### Текст для чтения

● ● ● ● ● ● ●

К 1956 году Мингусу неоднократно довелось записаться в качестве лидера, но я сознательно проигнорирую в тексте эти пластинки, так как они, вероятно, представляют лишь исторический интерес и практически не отличаются от тех записей, где он присутствовал в качестве сайдмена. А вот в 1956 году на Atlantic выходит Pithecanthropus Erectus, первая действительно важная его сессия.

Заглавная композиция представляет собой то, что называется tone poem, симфоническая поэма, — одним словом, сюжетное произведение. Концепция заключается в том, чтоб иллюстрировать путь человека от Homo erectus через возвышение и обратно к ничтожному состоянию. Чарли Мингуса всегда будут называть самым легитимным наследником Эллингтона, и уже здесь это проявляется в полной мере: пышный, тембрально разнообразный дюковский романтизм. Но настоящей инновацией стало включение сюда управляемой «свободной» импровизации: музыканты могли свободно играть, исходя из некоторой стартовой схемы, набора фраз. Этот управляемый хаос, как я еще не раз покажу, станет фирменной чертой Мингуса. Не менее примечательна и A Foggy Day, в которой музыканты создают эффект настоящей городской musique concrète. Состав тут, кстати говоря, весьма и весьма: молодые Джеки Маклин и Мэл Уолдрон, например.

Немало концептуальности присутствует и в следующей студийной записи Мингуса, The Clown.

На заглавном треке американский ведущий Джин Шеперд рассказывает частично сымпровизированную историю про некоего клоуна и его злоключения. Спустя 64 года этот эксперимент звучит, конечно, очень наивно и не очень убедительно. Гораздо интереснее на этом альбоме композиция Haitian Fight Song. Это главный «бэнгер» Мингуса за всю его карьеру. Слушатель может обратить внимание на то, насколько вокалоподобно звучат инструменты, начиная от самого Мингуса, который выдает лаконичные, четко артикулированные соло, и заканчивая духовой секцией тромбониста Джимми Неппера и саксофониста Шафи Хади — это еще одна характерная черта музыки, которую играли ансамбли Мингуса. Своим существованием эта черта обязана все тому же госпелу.

● ● ● ● ● ● ●

### Исходный материал
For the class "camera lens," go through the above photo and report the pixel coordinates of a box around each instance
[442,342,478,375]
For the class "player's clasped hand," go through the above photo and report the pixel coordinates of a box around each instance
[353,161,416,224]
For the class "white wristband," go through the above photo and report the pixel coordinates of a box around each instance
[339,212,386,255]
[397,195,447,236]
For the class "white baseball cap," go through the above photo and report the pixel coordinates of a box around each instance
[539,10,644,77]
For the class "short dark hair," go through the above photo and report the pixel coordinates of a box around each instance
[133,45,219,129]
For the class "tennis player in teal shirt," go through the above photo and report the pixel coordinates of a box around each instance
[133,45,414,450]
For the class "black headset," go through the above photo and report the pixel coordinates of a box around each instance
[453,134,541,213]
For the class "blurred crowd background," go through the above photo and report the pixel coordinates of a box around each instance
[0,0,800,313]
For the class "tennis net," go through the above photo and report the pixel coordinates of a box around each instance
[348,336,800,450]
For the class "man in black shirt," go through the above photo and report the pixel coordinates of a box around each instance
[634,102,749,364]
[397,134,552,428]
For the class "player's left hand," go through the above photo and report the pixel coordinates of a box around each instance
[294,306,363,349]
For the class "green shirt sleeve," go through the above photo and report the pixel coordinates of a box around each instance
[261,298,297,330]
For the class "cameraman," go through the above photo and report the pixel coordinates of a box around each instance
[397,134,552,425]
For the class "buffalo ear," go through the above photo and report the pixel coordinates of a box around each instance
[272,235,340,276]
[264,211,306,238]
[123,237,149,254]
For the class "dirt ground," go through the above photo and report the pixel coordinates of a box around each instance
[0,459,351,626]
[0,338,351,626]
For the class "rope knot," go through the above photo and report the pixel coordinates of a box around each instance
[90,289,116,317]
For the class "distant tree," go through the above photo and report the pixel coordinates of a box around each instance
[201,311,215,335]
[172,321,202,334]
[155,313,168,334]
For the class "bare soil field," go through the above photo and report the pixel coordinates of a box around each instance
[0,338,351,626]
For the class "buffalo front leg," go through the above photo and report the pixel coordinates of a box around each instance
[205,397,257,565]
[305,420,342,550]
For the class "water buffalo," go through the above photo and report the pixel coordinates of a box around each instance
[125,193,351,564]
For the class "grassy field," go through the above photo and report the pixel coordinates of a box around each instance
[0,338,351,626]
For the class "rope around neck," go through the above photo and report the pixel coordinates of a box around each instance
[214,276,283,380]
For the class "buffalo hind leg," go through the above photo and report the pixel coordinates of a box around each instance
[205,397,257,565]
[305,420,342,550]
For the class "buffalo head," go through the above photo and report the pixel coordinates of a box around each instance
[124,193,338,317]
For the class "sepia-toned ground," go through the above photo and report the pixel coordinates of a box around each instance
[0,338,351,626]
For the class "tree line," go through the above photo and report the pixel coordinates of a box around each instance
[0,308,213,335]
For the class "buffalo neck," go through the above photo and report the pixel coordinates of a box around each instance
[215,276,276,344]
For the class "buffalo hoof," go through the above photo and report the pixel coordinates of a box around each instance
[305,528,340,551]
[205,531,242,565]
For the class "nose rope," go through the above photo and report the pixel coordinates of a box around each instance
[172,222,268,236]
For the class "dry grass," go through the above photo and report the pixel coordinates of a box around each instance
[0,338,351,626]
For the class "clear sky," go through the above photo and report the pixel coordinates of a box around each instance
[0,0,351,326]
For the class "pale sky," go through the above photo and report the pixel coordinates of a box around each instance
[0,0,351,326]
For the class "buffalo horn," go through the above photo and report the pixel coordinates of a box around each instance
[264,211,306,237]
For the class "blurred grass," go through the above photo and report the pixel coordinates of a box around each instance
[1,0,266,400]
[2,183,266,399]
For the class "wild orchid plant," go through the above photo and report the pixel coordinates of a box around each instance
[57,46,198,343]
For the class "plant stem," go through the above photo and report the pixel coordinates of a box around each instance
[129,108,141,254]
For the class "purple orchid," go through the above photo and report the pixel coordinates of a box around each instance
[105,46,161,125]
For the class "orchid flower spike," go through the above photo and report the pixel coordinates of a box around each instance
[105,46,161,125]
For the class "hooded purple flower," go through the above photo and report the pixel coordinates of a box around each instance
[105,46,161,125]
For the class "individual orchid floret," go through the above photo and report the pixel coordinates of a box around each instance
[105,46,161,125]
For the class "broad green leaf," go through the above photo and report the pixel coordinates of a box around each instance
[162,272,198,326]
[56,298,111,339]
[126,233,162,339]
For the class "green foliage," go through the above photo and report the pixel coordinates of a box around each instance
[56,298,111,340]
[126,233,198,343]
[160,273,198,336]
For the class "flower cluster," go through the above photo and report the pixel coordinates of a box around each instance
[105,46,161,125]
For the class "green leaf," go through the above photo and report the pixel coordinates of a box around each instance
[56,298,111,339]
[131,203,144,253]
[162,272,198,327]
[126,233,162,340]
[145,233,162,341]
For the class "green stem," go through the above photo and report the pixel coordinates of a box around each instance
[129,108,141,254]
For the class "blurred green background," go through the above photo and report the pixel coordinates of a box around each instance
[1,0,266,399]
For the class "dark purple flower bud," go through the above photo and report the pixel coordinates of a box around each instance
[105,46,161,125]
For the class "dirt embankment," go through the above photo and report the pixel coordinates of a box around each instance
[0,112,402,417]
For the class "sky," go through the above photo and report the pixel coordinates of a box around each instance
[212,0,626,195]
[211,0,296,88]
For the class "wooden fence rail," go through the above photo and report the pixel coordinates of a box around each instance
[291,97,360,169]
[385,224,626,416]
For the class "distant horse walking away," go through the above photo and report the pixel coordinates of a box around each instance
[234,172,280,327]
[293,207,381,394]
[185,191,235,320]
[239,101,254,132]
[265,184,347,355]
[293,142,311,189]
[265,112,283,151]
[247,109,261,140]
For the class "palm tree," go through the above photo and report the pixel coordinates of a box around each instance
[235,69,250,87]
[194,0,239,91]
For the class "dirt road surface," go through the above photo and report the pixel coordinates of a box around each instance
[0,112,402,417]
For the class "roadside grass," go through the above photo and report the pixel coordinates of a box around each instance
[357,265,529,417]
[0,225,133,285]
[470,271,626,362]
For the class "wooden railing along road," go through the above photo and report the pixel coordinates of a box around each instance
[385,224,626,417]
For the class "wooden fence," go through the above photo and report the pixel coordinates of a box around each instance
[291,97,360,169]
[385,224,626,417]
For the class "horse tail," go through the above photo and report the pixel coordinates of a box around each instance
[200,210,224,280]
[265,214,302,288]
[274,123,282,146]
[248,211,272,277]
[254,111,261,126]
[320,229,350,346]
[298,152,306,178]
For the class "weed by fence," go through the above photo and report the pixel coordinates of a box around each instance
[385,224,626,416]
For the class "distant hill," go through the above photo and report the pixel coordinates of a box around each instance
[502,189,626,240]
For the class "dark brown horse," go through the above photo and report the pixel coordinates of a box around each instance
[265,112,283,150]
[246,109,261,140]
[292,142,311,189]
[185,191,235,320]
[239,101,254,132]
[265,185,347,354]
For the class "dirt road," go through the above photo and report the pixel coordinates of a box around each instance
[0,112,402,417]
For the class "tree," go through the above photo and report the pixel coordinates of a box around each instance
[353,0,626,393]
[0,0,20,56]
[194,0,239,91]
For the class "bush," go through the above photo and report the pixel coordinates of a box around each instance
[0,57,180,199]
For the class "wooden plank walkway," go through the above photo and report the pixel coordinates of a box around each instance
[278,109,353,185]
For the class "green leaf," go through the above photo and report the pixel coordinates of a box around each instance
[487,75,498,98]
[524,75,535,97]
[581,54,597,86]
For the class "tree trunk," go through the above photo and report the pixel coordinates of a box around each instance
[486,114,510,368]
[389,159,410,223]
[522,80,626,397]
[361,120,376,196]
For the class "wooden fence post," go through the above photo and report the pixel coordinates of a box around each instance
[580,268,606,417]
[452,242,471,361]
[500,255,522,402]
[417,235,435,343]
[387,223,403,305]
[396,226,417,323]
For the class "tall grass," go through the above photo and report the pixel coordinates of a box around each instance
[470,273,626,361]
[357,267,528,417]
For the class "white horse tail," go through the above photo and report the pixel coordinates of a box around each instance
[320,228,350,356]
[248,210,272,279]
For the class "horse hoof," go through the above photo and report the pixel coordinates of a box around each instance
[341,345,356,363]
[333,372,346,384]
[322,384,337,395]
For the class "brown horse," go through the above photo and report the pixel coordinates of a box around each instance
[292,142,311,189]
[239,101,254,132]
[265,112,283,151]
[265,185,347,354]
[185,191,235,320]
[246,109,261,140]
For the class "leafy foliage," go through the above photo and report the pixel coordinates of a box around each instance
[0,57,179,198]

● ● ● ● ● ● ●

### Условие задания
Перепишите кусок текста о записях Мингуса, от слов "На заглавном треке" до слов "тому же госпелу.", и поменяйте в нем "тромбониста" на "трубача".

### Решение задания
На заглавном треке американский ведущий Джин Шеперд рассказывает частично сымпровизированную историю про некоего клоуна и его злоключения. Спустя 64 года этот эксперимент звучит, конечно, очень наивно и не очень убедительно. Гораздо интереснее на этом альбоме композиция Haitian Fight Song. Это главный «бэнгер» Мингуса за всю его карьеру. Слушатель может обратить внимание на то, насколько вокалоподобно звучат инструменты, начиная от самого Мингуса, который выдает лаконичные, четко артикулированные соло, и заканчивая духовой секцией трубача Джимми Неппера и саксофониста Шафи Хади — это еще одна характерная черта музыки, которую играли ансамбли Мингуса. Своим существованием эта черта обязана все тому же госпелу.